Provided records Start Marker
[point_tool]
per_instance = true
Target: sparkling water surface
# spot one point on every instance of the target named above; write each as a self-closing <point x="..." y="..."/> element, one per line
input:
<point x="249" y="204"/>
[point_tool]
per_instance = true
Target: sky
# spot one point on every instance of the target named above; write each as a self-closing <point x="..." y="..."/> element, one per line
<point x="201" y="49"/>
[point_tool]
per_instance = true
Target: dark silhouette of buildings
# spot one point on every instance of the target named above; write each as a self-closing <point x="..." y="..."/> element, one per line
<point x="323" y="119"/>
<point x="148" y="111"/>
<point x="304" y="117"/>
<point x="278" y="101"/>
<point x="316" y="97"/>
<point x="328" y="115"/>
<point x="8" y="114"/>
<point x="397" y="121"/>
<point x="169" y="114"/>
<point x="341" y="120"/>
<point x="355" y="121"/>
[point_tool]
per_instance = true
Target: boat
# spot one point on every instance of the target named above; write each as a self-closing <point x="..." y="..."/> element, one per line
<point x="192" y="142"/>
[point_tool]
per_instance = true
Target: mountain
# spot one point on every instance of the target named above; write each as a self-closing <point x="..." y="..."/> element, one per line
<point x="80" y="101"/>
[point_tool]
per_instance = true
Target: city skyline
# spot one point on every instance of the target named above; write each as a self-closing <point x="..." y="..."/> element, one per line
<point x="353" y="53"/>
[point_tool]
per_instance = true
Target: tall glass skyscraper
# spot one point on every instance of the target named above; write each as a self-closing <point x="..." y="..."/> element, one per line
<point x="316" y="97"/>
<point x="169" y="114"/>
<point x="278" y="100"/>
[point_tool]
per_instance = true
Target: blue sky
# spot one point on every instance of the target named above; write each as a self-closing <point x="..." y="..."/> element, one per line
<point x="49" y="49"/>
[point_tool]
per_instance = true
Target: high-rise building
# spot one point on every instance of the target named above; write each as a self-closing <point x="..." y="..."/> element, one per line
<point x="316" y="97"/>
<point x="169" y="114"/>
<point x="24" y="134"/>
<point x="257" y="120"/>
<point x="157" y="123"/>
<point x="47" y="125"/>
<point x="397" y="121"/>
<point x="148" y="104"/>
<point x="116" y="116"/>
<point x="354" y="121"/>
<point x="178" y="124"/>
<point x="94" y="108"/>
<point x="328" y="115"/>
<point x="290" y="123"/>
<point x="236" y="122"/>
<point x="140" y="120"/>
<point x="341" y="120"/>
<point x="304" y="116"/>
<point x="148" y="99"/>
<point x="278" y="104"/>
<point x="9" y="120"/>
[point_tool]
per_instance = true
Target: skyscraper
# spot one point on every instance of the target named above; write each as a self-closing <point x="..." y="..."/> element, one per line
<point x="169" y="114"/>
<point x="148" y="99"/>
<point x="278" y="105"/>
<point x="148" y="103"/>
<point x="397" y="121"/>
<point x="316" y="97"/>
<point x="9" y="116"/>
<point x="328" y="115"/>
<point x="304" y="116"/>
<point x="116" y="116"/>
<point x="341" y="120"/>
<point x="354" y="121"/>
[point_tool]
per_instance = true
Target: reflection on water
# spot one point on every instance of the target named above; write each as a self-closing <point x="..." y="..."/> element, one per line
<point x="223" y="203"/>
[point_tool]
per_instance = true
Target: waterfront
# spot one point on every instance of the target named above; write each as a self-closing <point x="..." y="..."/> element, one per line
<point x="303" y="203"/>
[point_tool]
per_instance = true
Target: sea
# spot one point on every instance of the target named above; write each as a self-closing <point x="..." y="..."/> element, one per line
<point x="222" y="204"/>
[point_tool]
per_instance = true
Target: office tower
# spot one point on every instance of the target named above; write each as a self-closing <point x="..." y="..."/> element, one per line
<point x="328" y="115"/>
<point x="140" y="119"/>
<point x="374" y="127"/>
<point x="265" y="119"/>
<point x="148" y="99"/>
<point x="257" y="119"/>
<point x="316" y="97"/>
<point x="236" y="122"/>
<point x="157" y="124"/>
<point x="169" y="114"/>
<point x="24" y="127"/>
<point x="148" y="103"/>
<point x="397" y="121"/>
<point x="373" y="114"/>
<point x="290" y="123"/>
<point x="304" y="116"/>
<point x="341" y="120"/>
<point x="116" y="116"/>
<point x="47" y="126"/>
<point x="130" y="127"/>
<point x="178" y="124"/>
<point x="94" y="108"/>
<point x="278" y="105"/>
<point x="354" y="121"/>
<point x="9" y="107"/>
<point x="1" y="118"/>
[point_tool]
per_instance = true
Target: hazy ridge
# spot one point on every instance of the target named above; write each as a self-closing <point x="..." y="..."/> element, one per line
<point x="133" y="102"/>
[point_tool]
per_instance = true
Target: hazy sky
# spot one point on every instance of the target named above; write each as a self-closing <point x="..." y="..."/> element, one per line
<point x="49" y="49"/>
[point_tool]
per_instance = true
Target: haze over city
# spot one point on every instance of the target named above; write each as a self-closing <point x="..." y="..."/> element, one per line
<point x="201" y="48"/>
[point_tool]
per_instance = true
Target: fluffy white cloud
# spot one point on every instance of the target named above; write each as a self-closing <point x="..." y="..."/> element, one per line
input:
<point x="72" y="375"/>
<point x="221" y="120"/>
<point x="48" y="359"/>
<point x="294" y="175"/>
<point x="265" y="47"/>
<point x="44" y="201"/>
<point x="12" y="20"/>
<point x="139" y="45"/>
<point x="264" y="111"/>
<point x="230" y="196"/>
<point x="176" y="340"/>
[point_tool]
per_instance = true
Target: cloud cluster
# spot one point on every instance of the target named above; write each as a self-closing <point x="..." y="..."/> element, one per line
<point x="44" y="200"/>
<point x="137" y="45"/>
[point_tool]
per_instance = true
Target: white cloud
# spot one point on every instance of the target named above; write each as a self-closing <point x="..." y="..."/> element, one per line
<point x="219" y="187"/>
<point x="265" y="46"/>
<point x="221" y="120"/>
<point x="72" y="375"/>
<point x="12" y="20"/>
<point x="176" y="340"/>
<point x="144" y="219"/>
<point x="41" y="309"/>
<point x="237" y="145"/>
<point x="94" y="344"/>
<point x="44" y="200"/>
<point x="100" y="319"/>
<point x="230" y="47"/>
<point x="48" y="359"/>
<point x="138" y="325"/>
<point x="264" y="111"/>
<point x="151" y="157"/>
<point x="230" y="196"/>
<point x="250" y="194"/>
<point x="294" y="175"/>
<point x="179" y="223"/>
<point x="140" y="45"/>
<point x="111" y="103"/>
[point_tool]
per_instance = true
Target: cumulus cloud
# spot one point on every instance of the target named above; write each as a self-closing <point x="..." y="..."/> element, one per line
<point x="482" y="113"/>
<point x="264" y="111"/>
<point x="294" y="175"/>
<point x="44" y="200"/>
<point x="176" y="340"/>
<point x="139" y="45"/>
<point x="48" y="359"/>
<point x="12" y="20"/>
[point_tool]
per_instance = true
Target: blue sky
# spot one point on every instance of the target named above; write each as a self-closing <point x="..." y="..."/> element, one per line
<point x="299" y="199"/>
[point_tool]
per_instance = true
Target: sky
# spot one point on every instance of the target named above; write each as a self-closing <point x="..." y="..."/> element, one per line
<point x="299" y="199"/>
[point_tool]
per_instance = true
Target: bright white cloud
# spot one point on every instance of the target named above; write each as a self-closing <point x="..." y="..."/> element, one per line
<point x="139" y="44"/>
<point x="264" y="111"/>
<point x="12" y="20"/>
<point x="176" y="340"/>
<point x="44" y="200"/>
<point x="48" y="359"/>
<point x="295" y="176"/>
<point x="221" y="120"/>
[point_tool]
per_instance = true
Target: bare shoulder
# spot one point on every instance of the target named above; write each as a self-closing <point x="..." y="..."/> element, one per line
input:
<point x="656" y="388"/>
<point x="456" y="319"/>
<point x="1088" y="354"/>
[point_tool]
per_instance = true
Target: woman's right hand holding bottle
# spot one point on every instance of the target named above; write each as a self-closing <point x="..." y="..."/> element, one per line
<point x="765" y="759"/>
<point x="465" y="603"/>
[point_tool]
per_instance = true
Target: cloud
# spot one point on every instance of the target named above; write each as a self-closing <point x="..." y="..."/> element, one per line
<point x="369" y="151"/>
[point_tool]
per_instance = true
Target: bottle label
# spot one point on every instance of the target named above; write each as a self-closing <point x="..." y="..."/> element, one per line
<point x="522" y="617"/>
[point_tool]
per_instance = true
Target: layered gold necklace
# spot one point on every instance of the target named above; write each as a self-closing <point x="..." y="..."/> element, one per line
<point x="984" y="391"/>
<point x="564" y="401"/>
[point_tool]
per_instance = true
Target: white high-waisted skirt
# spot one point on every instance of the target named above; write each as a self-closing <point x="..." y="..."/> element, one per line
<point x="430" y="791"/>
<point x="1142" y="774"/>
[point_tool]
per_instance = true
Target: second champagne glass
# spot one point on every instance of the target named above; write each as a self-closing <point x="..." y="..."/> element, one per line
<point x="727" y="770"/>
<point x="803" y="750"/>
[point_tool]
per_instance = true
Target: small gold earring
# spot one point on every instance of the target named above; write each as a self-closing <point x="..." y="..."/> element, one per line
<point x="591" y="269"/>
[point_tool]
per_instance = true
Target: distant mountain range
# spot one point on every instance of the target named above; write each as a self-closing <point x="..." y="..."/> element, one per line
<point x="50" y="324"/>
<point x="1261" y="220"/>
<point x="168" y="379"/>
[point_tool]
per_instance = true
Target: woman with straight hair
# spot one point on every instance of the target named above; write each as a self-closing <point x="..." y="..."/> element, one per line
Provided records End Marker
:: Instructions to follow ::
Find the lines in the entries above where "woman" occurs, and copy each of them.

:: Solved exercise ::
Target: woman's right hand holding bottle
Target: woman with straight hair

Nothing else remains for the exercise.